_Exercise aim_
Rewrite the part of the items below that opens with the line containing "Where can you see the seated" and closes at the end of the items, keeping every line. Adjust each point coordinate given as an answer by adding -133 to it, and leave all other text unchanged.

☆ ☆ ☆

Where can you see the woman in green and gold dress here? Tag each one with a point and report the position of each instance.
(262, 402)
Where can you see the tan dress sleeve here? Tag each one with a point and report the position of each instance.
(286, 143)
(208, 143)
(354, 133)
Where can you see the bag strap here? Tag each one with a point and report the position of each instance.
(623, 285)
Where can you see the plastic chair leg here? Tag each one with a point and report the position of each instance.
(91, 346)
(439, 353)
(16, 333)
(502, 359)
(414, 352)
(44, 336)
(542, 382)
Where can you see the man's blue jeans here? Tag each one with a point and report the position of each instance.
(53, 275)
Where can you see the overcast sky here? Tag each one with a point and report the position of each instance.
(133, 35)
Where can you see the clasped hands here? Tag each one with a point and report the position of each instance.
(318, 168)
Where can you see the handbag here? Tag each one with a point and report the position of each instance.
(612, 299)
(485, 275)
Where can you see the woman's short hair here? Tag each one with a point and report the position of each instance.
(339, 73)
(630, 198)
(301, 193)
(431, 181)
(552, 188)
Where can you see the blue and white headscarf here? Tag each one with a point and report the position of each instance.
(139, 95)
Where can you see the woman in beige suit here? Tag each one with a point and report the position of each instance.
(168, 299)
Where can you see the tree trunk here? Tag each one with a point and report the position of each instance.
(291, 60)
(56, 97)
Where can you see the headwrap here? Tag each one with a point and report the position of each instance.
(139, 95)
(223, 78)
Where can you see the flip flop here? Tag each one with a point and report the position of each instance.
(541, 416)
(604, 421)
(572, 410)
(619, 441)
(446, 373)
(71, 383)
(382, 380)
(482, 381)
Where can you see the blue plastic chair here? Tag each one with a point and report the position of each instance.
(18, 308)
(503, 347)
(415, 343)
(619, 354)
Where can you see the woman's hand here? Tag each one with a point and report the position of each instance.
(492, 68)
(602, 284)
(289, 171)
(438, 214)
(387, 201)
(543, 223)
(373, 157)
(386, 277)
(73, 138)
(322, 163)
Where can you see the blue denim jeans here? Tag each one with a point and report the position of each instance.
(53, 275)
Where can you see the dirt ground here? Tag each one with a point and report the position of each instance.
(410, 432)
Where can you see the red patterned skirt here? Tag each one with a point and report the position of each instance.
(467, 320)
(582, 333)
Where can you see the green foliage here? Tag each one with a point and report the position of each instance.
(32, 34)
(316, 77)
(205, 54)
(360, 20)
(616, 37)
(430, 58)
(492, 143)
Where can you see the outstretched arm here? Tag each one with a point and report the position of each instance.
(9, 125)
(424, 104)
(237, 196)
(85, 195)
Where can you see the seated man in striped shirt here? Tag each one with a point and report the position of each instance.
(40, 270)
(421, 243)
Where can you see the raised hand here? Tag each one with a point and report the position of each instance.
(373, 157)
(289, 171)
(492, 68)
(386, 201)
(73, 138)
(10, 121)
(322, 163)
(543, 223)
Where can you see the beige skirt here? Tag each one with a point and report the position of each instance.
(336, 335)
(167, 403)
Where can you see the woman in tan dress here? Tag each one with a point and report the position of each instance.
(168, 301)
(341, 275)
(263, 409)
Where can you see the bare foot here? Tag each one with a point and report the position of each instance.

☆ ☆ ☆

_Final result_
Where can you see the seated man in striped shirt here? Tag each one with a point and report the position of each instance.
(-93, 137)
(288, 110)
Where can you see the raised hand here? Tag each one with a point and report the position of each instance.
(240, 24)
(156, 38)
(359, -65)
(253, 68)
(-60, 5)
(-123, -12)
(189, 30)
(410, 90)
Where can you see the beige skirt here? Tag each one with a point and report the position of each instance.
(203, 202)
(34, 270)
Where can you see the woman in tan dress here? Tag each one with a point and report the position of each instance.
(35, 168)
(208, 142)
(130, 276)
Where can you see the bare foot here? Tag each one with a point and report the position of each instance.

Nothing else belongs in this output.